Print all of the records below verbatim, keeping every line and character unchanged.

(Records for point placement)
○ ○ ○ ○ ○ ○ ○
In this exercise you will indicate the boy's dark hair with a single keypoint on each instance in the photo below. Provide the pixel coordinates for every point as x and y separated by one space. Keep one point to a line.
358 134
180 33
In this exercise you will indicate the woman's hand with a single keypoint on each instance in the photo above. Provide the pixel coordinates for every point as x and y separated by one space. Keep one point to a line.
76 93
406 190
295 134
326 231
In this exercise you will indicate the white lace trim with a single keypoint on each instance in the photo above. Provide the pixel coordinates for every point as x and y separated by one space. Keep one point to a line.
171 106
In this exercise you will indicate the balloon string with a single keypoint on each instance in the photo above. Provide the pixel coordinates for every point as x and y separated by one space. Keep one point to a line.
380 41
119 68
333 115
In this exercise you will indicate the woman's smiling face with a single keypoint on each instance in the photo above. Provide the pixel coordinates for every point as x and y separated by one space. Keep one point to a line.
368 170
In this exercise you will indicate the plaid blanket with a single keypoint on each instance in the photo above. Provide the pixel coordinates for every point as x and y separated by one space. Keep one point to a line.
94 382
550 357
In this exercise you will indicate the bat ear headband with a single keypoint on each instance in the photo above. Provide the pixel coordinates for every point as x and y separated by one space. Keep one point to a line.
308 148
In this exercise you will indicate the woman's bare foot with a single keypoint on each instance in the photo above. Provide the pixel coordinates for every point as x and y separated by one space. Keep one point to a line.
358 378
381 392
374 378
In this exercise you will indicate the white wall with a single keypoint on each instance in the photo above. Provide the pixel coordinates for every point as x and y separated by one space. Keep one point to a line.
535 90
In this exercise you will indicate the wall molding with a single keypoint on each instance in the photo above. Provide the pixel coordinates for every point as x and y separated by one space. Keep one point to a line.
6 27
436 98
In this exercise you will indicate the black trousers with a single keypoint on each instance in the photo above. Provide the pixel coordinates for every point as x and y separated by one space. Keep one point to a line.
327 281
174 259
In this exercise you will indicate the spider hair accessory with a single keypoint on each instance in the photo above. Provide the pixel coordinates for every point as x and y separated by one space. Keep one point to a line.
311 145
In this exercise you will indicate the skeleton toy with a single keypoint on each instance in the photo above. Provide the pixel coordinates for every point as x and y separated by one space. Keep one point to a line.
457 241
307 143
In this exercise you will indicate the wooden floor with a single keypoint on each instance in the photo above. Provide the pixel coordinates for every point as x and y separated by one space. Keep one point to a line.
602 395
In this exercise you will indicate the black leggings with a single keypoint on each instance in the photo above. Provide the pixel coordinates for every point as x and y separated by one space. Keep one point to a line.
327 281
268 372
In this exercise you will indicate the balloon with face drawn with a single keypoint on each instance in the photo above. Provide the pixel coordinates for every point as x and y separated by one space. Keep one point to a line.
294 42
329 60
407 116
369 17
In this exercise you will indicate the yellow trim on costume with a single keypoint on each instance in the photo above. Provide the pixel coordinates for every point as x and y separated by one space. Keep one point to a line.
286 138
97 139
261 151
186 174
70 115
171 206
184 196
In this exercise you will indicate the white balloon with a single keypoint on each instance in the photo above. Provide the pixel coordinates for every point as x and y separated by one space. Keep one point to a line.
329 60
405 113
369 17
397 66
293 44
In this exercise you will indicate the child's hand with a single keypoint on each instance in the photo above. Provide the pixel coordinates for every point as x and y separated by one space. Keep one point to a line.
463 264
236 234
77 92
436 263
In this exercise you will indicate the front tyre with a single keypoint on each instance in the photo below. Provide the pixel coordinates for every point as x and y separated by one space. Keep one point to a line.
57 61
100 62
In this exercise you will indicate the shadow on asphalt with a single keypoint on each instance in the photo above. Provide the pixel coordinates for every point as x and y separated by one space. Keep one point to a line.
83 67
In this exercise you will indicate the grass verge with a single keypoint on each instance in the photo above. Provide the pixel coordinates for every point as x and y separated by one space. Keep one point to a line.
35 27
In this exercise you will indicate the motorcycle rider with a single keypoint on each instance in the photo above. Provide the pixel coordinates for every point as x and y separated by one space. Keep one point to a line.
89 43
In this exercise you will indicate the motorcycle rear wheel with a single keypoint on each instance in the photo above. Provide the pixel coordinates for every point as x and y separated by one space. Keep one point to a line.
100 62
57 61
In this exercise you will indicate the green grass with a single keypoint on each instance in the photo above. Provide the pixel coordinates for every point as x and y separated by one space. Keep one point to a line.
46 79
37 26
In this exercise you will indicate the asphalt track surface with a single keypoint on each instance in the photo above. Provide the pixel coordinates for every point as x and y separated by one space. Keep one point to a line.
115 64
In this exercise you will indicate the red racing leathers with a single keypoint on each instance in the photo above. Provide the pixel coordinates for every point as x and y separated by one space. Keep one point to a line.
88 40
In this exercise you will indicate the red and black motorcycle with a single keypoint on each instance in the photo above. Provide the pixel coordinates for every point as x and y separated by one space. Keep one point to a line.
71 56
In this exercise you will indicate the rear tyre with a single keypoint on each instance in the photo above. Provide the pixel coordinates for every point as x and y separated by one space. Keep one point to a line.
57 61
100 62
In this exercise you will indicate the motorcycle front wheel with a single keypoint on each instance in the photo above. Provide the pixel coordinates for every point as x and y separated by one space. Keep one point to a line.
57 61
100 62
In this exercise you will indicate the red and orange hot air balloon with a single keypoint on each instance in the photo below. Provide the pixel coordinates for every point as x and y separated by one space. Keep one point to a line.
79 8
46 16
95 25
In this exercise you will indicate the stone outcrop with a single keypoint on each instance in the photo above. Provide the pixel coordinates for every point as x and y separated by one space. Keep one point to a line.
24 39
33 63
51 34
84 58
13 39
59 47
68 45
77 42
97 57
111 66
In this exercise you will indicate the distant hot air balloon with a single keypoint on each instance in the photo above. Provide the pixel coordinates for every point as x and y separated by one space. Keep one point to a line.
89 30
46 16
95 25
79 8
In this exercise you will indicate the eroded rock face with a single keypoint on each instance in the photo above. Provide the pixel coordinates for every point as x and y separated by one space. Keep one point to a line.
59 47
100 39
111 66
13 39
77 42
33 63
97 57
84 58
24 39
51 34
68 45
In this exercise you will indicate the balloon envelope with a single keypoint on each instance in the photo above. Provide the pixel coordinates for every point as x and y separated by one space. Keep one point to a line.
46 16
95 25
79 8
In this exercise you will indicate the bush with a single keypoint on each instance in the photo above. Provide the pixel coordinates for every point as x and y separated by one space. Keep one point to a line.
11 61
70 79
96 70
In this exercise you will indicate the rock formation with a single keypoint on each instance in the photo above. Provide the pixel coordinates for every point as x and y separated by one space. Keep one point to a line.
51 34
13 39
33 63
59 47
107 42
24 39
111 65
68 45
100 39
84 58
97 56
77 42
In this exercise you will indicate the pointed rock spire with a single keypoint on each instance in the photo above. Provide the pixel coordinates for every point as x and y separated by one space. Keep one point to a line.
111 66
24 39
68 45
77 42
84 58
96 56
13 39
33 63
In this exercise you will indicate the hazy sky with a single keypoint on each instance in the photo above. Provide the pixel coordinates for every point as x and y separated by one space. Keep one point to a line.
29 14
○ ○ ○ ○ ○ ○ ○
** Task response **
In this exercise you will indicate the boy's dark hair with a single keypoint on each instance in the photo below. Provide the pixel coordinates for every point as x and y separated by one space. Keep one point to a line.
358 134
180 33
In this exercise you will indicate the woman's hand with a single keypoint on each instance in the photo above. Provide the pixel coordinates for every point as x and y separated by one space. Keep one point to a line.
76 93
406 190
295 134
326 231
In this exercise you will indicate the white lace trim with a single keypoint on each instance in the photo above. Provide the pixel coordinates for every point as x and y separated by one space. Keep one point to a line.
171 106
In this exercise you will indicate the balloon string with a single keypoint on each instance in the photo above. Provide the pixel coordinates for every point as x and y separated by one space. Keep one point to a line.
380 41
119 68
333 115
In this exercise you will indicate the woman's smiling face with a single keypoint on each instance in the photo above. Provide the pixel coordinates for every point as x and y separated by one space. Keep one point to a line.
368 170
In this exercise you will indicate the plaid blanket with a single keypoint on each instance in the photo above. Provide the pixel coordinates for every point as x and y separated by one space. Keep one point to a line.
94 382
550 357
In this exercise you will indicate the bat ear headband with a single keypoint on each instance in the photo above. Provide the pixel coordinates for every point as x and y separated by one space. Keep one point to a line.
308 148
In this exercise you will indicate the woman's bare foot with a single keypoint on each instance in the photo above. Provide the pixel coordinates for every point as x and y separated by one space. Keep one point to a line.
358 378
381 392
374 378
In this exercise you will indicate the white wall with a single keypoint on each instance in the photo above. Provide the pixel coordinates for every point as x and y separated by one space. Keep one point to a line.
535 90
In this exercise you will indicate the wall molding with a single keypoint on each instance in the photo above. Provide the pixel coordinates for every point as x and y separated by one space. Keep one point to a line.
6 27
436 98
In this exercise you will indicate the black trousers with a single keypoint on each instance in the photo above. Provide the pixel coordinates for every point as x and y separated by one space. Keep one point to a line.
327 281
174 259
In this exercise you will indicate the spider hair accessory with a single keypoint on each instance in the photo above. Provide the pixel coordinates for every point as x and y separated by one space. Keep one point to a line.
311 145
In this exercise you will indicate the skeleton toy with a single keypoint on each instance in the photo above. Provide the pixel coordinates for every point as x and y separated by one space. Keep one point to a line.
457 241
307 143
In this exercise you will indicate the wooden floor with a single keypoint on each instance in the photo above. Provide the pixel coordinates for every point as x and y separated by one space. Keep one point to a line.
602 395
In this exercise you will indicate the black leggings with a single keypoint on each instance in the photo above. Provide the pixel coordinates for every point as x and y separated by one space. Keep one point to a line.
327 281
268 372
In this exercise you will indicate the balloon with face drawn with a single keypoint on each instance in the photo above. Provide the pixel coordinates for every point as x and y separated by one space. Keep one point to a line.
294 42
329 60
407 116
369 17
In this exercise you will indicate the yellow trim on costume with a single keypoint on each instance in the photo above. Provide the pixel coordinates for every point as x and y separated by one space. Keep one point to a line.
286 138
97 139
261 151
186 174
70 115
171 206
184 196
In this exercise you will indicate the white balloon with a single keypoint on each instance in the photo above. Provide the pixel coordinates for every point as x and y separated by one space. Keep one point to a line.
329 60
405 113
369 17
397 66
293 44
In this exercise you will indicate the child's hand with a single keypoint on each instance in the photo above. Provide the pixel coordinates for every point as x and y separated by one space. Keep one point to a line.
463 264
236 234
77 92
436 263
In this exercise you will indicate the front tyre with a single keypoint on each instance in the photo below. Provide the pixel coordinates for every point as x and y separated by one space. Keep one point to a line.
57 61
100 62
In this exercise you will indicate the shadow on asphalt with a single keypoint on each instance in the photo above. Provide the pixel coordinates for every point as x and y separated by one space. Keep one point to a line.
83 67
In this exercise you will indicate the grass verge with a single keypoint on each instance in the photo above. Provide the pixel coordinates for every point as x and y separated by one space. Keep one point to a line.
35 27
In this exercise you will indicate the motorcycle rider with a single keypoint on each instance in the photo above. Provide the pixel coordinates for every point as x and y separated by one space. Keep one point to a line.
89 43
In this exercise you will indicate the motorcycle rear wheel with a single keypoint on each instance in the photo above. Provide the pixel coordinates for every point as x and y separated by one space. Keep one point to a line.
100 62
57 61
In this exercise you will indicate the green grass with a single keypoint on each instance in the photo above. Provide the pixel coordinates for every point as x and y separated by one space. Keep one point to a line.
46 79
37 26
In this exercise you will indicate the asphalt track surface with a single keypoint on each instance in the photo above. Provide the pixel coordinates for every point as x and y separated by one space. Keep one point to a line.
115 64
In this exercise you will indicate the red racing leathers with a single keypoint on each instance in the photo above. Provide the pixel coordinates for every point as x and y separated by one space. Keep one point to a line.
88 40
In this exercise you will indicate the red and black motorcycle with a single keypoint on each instance in the photo above. Provide the pixel coordinates for every point as x and y separated by one space. Keep one point to a line.
71 56
In this exercise you will indicate the rear tyre with a single keypoint on each instance in the photo above. Provide the pixel coordinates for every point as x and y separated by one space. Keep one point to a line.
57 61
100 62
In this exercise you will indicate the motorcycle front wheel with a single keypoint on each instance in the photo above. Provide the pixel coordinates for every point as x and y separated by one space. Keep one point to a line.
57 61
100 62
In this exercise you will indicate the red and orange hot air balloon with a single keypoint on each instance in the photo below. Provide the pixel coordinates for every point as x and y separated by one space. Keep one point to a line.
79 8
46 16
95 25
In this exercise you will indicate the stone outcrop with a single keypoint on each instance in the photo above. Provide the pixel coordinates for every point as x and y separated by one space. Keep one point to a line.
24 39
33 63
51 34
84 58
13 39
59 47
68 45
77 42
97 57
111 66
In this exercise you will indicate the distant hot air balloon with a single keypoint on each instance in the photo above. Provide the pixel coordinates for every point as x and y separated by one space. Keep one point to a line.
89 30
46 16
95 25
79 8
In this exercise you will indicate the eroded rock face with a single keypoint on each instance in the photo above. Provide the pixel coordinates for every point as x and y separated by one space. Keep one point to a line.
59 47
100 39
111 66
13 39
77 42
33 63
97 57
84 58
24 39
51 34
68 45
In this exercise you will indicate the balloon envelope with a single keypoint on each instance in the photo above. Provide the pixel coordinates for every point as x and y separated by one space. Keep one point to a line.
46 16
95 25
79 8
In this exercise you will indicate the bush with a single keypoint on each instance in the photo above. Provide the pixel coordinates for every point as x and y separated by one space. Keep one point to a line.
11 61
70 79
96 70
In this exercise you will indicate the rock formation with a single keypoint on each instance in the photo above. Provide the pixel coordinates for every point as x and y separated by one space. Keep one point to a line.
51 34
13 39
33 63
59 47
107 42
24 39
111 65
68 45
100 39
84 58
97 56
77 42
In this exercise you will indicate the pointed rock spire with a single keypoint on each instance in the photo above. Provide the pixel coordinates for every point as x and y separated by one space. Keep one point to a line.
111 66
24 39
68 45
77 42
84 58
96 56
13 39
33 63
In this exercise you will indicate the hazy sky with a single keypoint on each instance in the photo above. Provide the pixel coordinates for every point as x and y separated by one space. Keep one point to a line.
29 14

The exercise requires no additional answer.